[Required action]:
Copy every record below exactly.

** Opening Record excerpts block **

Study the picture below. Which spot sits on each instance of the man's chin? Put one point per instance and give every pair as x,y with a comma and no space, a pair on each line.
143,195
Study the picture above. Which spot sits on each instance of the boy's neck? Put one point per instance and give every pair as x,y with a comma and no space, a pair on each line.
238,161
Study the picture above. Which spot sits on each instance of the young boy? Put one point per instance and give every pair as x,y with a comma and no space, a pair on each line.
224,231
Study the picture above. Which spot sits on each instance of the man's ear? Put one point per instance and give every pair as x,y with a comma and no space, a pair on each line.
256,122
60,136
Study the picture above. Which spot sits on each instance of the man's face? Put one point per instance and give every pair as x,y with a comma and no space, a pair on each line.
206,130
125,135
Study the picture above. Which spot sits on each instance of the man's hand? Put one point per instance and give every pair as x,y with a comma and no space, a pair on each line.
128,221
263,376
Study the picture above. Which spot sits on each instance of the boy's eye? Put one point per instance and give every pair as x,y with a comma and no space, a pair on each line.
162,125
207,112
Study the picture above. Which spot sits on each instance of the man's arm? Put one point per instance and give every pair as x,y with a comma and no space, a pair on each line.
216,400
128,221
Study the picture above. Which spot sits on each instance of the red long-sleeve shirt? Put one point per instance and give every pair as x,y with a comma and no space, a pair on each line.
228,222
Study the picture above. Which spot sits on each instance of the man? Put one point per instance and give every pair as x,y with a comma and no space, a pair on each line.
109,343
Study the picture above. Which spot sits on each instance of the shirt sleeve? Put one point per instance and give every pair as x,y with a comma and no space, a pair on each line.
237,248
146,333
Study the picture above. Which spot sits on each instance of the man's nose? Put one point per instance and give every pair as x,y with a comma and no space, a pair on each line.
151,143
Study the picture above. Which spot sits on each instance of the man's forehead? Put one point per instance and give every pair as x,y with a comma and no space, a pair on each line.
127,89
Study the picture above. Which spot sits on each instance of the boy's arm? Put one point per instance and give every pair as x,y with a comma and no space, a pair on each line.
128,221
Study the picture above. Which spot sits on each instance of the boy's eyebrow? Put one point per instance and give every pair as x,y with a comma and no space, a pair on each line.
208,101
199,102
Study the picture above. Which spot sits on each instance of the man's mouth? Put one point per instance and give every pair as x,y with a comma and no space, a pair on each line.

** Closing Record excerpts block **

[Exercise response]:
Study the picture below. Which spot sits on each instance of the man's chin? Put one point per instance and give every pair as x,y with a comma and no space, a pair on each line.
143,195
Study the picture above. Which spot sits on each instance of the boy's neck? Put one point per instance and give every pair as x,y with a comma and no space, a pair on each line.
238,161
Study the picture above. Which spot sits on each instance of the young boy? Put one point per instance and give every pair as x,y with a comma and no space, a pair on each line.
224,231
Study the picture above. Which spot sits on each instance of the man's ear? Put one point per instance and give every pair as x,y with a comma and no space, a pair on each line.
256,122
60,136
Study the picture above. Which spot sits on each instance of the man's face? Put one point per instance and give every pair as x,y with a comma and no space, a pair on each line.
206,130
125,135
Study the picture above. Which spot sits on each instance of the man's hand? Put one point per instance and give every pair as x,y with a comma and no space, a pair on each line.
128,221
263,376
Study the picture above. Which spot sits on each instance of the boy's eye? Put one point per instance and give every pair as x,y with a comma and no space, a pair on each line.
162,125
207,112
Study the picture above. Which spot sits on each instance of the man's arm? Put one point per instance and give every pair as x,y with a comma and no space, a pair on each line.
216,400
128,221
Study the picture above. Which spot sits on each instance of the red long-sleeve shirt? Put one point per instance and give every pair as x,y with a comma and no space, a pair on each line.
228,222
Study the picture above. Which spot sits on each instance of the man? Put one point per instance and give every pair as x,y with a comma and no space, a pair on each line.
109,343
Study the picture above. Which spot sits on each instance of the shirt sleeve? Put one point per instance and give every pair as x,y with a comma and no space, a pair on each line.
237,248
146,333
Study the picture above. Which spot sits on each instance of the man's nose? Put one point per instance and give every pair as x,y with a comma and no space, a pair on each line.
151,143
Study the picture above. Which spot sits on each instance of the man's forehead? Put one point per instance and give every pair as x,y with a comma and no space, a pair on each line.
127,89
Study the picture above. Which spot sits on each instance of the boy's arm? Put one point per instance and give every pair as x,y with a comma and no space, a pair on each line.
128,221
Study the picture above. Which spot sits on each instance of the boy's eyebrow? Put one point per instance and give every pair as x,y with a comma and no space, a pair on each line.
208,101
199,102
Study the picture above. Which spot sits on each instance of the man's mouth? Put one point per instance and give every pair as x,y with a comma and no space, a pair on each line.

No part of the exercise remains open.